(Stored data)
▬▬▬▬▬▬▬▬▬▬
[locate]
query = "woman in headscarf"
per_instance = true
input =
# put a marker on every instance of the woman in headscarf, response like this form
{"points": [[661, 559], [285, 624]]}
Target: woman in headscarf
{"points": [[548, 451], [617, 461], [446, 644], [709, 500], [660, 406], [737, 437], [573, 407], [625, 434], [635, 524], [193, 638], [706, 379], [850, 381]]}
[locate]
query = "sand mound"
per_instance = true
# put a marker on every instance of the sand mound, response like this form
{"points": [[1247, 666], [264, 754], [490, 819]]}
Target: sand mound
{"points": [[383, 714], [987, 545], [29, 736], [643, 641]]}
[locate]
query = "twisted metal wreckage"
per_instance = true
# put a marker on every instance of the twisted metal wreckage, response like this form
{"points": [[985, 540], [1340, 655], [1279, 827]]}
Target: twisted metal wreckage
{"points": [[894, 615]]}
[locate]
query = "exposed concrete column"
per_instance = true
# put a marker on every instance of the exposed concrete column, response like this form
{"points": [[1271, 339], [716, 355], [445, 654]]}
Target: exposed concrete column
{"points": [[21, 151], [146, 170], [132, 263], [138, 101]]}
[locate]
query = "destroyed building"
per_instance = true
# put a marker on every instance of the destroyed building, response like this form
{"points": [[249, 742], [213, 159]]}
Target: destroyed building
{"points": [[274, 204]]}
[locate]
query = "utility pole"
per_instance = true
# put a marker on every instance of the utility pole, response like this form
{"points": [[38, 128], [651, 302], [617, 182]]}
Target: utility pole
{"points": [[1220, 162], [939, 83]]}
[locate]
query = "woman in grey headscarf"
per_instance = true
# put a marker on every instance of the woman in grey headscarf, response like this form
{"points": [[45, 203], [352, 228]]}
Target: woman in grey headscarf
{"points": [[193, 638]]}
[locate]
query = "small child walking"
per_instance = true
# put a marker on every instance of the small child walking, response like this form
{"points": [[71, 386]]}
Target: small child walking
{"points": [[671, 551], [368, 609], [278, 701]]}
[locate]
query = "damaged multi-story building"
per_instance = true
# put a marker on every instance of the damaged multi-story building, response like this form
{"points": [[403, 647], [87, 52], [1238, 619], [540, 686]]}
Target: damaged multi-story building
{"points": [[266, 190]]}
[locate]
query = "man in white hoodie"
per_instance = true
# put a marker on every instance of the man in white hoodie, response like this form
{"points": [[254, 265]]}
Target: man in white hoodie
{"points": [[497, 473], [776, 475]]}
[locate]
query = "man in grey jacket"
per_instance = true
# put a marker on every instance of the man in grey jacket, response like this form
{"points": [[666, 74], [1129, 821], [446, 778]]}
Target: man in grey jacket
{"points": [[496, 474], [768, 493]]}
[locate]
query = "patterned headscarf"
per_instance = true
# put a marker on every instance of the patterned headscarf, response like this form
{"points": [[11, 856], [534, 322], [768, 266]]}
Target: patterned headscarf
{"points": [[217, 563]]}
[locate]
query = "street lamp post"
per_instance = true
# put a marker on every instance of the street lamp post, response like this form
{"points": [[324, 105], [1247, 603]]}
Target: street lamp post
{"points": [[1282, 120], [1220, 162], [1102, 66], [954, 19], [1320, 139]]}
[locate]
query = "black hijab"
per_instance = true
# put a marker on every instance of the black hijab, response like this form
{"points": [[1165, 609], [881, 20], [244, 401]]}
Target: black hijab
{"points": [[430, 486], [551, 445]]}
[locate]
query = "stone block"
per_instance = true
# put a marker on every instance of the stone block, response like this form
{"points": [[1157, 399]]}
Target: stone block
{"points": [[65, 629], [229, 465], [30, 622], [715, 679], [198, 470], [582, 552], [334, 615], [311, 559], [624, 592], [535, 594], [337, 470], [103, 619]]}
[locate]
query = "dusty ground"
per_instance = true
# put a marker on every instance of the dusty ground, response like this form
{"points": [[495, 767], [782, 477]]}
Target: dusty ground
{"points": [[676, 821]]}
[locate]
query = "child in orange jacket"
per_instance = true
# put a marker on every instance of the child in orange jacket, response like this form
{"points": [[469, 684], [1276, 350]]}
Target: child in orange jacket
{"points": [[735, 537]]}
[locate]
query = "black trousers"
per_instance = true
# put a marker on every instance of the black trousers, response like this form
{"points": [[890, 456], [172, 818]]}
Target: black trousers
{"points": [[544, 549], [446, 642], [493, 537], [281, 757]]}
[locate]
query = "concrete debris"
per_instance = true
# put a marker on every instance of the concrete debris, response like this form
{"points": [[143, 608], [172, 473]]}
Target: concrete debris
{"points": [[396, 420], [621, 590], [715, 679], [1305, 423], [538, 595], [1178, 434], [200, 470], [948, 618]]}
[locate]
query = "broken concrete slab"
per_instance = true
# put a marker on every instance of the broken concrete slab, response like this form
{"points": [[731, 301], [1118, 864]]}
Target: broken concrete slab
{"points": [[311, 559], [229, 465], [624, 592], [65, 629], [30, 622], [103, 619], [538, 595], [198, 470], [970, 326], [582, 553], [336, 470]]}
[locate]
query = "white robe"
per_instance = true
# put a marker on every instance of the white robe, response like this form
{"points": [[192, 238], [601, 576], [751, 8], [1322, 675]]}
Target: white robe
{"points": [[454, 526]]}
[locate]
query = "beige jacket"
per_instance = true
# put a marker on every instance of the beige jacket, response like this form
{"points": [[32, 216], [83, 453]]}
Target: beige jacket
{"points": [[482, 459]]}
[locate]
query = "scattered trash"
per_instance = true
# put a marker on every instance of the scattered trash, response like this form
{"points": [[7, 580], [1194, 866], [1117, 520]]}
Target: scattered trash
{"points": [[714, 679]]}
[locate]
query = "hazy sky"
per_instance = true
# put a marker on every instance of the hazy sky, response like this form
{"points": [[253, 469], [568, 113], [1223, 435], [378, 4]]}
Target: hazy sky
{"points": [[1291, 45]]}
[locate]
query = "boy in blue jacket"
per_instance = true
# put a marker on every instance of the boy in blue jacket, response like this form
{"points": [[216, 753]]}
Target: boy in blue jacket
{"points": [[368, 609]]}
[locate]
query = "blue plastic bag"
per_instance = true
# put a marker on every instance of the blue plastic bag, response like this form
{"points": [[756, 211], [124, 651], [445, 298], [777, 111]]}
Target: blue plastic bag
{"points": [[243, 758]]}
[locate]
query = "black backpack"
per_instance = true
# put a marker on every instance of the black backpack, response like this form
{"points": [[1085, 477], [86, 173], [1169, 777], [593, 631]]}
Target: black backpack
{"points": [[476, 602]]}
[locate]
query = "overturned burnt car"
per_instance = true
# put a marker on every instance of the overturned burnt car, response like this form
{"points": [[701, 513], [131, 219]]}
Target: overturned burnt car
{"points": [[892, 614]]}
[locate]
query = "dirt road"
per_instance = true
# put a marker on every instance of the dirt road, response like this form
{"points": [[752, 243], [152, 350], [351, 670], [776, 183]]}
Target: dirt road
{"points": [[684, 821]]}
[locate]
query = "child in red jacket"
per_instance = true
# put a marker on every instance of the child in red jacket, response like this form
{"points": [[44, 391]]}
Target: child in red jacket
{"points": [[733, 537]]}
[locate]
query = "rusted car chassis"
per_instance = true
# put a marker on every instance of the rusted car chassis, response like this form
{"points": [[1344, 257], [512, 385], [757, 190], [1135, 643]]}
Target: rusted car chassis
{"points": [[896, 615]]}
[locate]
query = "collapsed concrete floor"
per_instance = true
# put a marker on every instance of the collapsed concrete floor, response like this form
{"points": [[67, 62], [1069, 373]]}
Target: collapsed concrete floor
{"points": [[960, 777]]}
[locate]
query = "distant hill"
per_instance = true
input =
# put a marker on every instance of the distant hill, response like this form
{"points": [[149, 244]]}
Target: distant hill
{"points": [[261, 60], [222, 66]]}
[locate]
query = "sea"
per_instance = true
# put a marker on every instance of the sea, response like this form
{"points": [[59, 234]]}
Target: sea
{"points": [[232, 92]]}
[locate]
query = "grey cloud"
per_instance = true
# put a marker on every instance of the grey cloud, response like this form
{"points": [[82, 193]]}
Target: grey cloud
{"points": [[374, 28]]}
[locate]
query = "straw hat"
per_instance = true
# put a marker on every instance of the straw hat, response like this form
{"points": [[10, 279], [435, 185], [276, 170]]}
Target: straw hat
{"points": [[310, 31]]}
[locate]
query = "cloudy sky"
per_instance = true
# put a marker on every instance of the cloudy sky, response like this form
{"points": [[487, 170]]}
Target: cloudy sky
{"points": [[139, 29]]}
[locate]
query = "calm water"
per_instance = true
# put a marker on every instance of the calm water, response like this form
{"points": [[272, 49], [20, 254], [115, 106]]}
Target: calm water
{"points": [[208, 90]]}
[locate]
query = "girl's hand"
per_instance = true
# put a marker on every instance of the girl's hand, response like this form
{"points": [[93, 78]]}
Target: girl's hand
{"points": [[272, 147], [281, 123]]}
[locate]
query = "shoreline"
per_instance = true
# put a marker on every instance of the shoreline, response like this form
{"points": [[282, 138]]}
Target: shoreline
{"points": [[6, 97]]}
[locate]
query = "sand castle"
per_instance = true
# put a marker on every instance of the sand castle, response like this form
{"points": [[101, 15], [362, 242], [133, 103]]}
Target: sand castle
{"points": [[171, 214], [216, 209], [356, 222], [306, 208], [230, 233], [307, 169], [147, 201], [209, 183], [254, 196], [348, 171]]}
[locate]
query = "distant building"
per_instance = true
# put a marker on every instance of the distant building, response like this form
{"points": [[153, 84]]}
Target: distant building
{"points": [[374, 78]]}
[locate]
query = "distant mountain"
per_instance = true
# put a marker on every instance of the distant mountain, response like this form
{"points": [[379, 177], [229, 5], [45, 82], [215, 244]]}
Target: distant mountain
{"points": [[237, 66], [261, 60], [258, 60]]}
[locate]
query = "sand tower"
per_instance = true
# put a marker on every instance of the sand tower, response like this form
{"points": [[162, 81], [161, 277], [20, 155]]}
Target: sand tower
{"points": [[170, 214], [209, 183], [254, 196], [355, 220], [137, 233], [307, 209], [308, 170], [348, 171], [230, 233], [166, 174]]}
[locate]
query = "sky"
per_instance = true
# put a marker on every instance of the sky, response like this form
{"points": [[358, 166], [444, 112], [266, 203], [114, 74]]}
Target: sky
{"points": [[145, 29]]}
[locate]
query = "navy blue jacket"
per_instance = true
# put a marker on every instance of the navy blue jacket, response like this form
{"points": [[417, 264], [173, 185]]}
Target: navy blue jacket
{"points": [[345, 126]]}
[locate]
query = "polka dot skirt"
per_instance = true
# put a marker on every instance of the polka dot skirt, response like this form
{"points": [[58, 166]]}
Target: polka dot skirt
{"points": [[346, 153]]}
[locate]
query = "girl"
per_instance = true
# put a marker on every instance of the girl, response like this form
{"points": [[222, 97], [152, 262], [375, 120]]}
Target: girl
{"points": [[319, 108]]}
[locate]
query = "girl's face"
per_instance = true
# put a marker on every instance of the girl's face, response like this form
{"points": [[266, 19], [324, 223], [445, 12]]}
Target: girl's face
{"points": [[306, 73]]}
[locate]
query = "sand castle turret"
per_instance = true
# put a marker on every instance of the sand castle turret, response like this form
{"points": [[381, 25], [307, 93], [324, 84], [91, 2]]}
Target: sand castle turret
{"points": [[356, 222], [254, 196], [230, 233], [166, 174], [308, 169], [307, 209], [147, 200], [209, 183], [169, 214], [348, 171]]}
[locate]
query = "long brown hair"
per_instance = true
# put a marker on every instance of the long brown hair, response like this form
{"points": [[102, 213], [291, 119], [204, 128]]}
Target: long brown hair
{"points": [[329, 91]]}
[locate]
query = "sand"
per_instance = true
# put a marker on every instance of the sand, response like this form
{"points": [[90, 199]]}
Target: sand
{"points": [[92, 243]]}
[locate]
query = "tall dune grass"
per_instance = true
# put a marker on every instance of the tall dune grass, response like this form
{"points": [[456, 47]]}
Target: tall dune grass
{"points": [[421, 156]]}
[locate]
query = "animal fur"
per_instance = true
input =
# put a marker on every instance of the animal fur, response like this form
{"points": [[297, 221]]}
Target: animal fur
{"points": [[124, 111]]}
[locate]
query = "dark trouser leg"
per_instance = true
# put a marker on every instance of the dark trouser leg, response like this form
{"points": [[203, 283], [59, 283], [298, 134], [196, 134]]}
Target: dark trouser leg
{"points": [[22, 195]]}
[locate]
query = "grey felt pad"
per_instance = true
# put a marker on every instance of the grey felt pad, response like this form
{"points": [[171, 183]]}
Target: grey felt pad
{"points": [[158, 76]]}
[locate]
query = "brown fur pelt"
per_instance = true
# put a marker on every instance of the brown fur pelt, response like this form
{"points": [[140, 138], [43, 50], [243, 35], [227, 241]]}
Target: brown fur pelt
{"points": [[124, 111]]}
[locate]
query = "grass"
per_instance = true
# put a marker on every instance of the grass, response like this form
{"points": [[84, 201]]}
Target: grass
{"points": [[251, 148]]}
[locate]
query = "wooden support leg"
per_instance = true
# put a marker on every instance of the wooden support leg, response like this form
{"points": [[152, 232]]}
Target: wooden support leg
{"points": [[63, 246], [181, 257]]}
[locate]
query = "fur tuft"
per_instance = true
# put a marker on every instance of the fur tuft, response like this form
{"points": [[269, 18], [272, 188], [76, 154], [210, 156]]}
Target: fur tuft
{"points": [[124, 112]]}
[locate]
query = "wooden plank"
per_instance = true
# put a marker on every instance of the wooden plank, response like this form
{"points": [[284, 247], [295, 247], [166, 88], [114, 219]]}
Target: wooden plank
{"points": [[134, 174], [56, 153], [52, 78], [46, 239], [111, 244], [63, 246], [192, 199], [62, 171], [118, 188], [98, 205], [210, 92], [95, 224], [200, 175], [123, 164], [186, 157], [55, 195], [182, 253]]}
▬▬▬▬▬▬▬▬▬▬
• TASK STATEMENT: Reply with the lines from the first line of the entries through the line that contains "# put a marker on every instance of the twisted", repeated exactly with both ends kept, and with nothing else.

• TASK OUTPUT:
[locate]
query = "woman in headscarf"
per_instance = true
input =
# put a marker on every instance of the woman in headscarf, response like this form
{"points": [[661, 559], [285, 624]]}
Target: woman in headscarf
{"points": [[548, 451], [617, 461], [446, 644], [709, 500], [660, 406], [737, 437], [573, 407], [625, 434], [635, 524], [193, 638], [706, 379], [850, 381]]}
[locate]
query = "sand mound"
per_instance = true
# put a marker on every instance of the sand mound, response like this form
{"points": [[1247, 666], [264, 754], [490, 819]]}
Target: sand mound
{"points": [[383, 714], [987, 545], [29, 736], [643, 641]]}
[locate]
query = "twisted metal wreckage"
per_instance = true
# put a marker on every instance of the twisted metal wreckage, response like this form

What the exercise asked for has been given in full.